■ About this exercise
The records below must be duplicated exactly, character for character.

■ Dataset items

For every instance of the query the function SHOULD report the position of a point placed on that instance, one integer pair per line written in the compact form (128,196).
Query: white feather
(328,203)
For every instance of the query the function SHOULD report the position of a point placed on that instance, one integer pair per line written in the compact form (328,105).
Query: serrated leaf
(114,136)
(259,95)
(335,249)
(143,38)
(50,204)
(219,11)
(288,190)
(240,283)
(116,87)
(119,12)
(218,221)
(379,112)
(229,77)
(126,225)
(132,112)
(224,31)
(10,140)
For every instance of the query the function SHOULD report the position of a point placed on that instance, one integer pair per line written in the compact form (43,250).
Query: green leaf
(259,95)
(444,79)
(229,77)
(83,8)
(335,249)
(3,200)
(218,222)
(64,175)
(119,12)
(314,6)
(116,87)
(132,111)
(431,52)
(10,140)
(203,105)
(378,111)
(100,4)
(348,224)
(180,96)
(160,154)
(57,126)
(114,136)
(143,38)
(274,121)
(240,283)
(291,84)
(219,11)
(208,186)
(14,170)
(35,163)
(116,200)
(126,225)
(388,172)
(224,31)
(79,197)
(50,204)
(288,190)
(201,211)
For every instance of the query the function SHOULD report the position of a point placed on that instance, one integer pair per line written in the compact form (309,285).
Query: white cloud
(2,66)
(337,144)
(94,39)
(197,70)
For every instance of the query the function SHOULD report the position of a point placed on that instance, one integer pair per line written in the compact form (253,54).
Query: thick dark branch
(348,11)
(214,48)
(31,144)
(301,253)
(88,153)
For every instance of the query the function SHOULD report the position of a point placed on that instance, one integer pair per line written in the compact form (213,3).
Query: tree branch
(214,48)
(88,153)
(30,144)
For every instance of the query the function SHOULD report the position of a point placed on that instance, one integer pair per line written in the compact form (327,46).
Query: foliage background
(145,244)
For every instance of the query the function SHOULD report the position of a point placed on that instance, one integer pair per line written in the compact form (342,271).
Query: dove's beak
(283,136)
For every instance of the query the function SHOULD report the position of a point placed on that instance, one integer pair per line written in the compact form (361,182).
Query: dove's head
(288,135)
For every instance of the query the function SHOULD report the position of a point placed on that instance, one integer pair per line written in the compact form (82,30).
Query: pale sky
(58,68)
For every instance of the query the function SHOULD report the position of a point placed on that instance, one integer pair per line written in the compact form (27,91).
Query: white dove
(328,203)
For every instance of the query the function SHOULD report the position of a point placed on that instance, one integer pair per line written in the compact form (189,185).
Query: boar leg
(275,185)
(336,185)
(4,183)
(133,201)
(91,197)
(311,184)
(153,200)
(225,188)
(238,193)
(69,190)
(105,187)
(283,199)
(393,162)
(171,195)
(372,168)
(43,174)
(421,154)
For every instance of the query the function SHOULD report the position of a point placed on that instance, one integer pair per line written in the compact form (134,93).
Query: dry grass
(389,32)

■ Written solution
For every instance of the query the function SHOULD report the position of a point placed on that instance, one integer pair per line written in the compact form (128,196).
Query: white feather
(328,203)
For every instance of the query the function SHOULD report the position of a point placed on that instance, one integer pair per line written in the compact form (328,105).
Query: serrated leaf
(114,136)
(259,95)
(335,249)
(143,38)
(50,204)
(219,11)
(288,190)
(240,283)
(116,87)
(119,12)
(218,221)
(379,112)
(229,77)
(126,225)
(132,112)
(224,31)
(10,140)
For every instance of the query the function SHOULD report the position of a point placed on that instance, one integer pair per line written in the compact form (43,250).
Query: green leaf
(259,95)
(444,79)
(229,77)
(83,8)
(335,249)
(3,200)
(218,222)
(64,175)
(119,12)
(314,6)
(116,87)
(132,111)
(431,52)
(10,140)
(203,105)
(378,111)
(100,4)
(348,224)
(180,96)
(160,154)
(57,126)
(114,136)
(143,38)
(274,121)
(240,283)
(291,84)
(219,11)
(208,186)
(14,170)
(35,163)
(116,200)
(126,225)
(388,172)
(224,31)
(79,197)
(50,204)
(288,190)
(201,211)
For every instance of the query the function SHOULD report the position of a point placed on that instance, one integer pair per line written in the compact form (309,285).
Query: white cloud
(2,66)
(337,144)
(94,39)
(197,70)
For every instance of the query the function SHOULD report the position of a point placed on that instance, one integer pair per line written in the compact form (253,54).
Query: thick dark branch
(348,11)
(214,48)
(31,144)
(301,253)
(88,153)
For every instance of the query the function SHOULD report the position of a point placed on that instance, one integer pair per line written in the compact form (213,3).
Query: tree branch
(214,48)
(88,153)
(30,144)
For every instance of the query the function SHOULD report the position of a point placed on that instance, one integer pair per line written in the compact form (327,46).
Query: foliage background
(145,244)
For every instance of the query the function SHOULD report the position of a point placed on that instance, one integer pair per line written in the compact form (342,271).
Query: dove's beak
(283,136)
For every instance of the query the function SHOULD report the position of a point placed on that instance, one integer pair per line written in the compact form (361,182).
Query: dove's head
(288,135)
For every instance of the query the function SHOULD report the position of a point placed on that instance, one integer pair per line written in the compact form (82,30).
Query: pale sky
(58,68)
For every instance of the query the function SHOULD report the position of a point placed on that instance, one integer pair per line written in the compact form (27,91).
Query: white dove
(328,203)
For every instance of the query the function SHOULD report the position of a point placed on that instance, one integer pair per line written in the compact form (189,185).
Query: boar leg
(275,185)
(336,185)
(4,183)
(133,201)
(91,197)
(311,184)
(153,200)
(225,188)
(238,193)
(69,190)
(105,187)
(283,199)
(393,162)
(171,195)
(372,168)
(43,174)
(421,154)
For every instance of the query the function SHOULD report the position of a point placed on that instance, one integer pair per line written in the compact form (134,93).
Query: dry grass
(389,32)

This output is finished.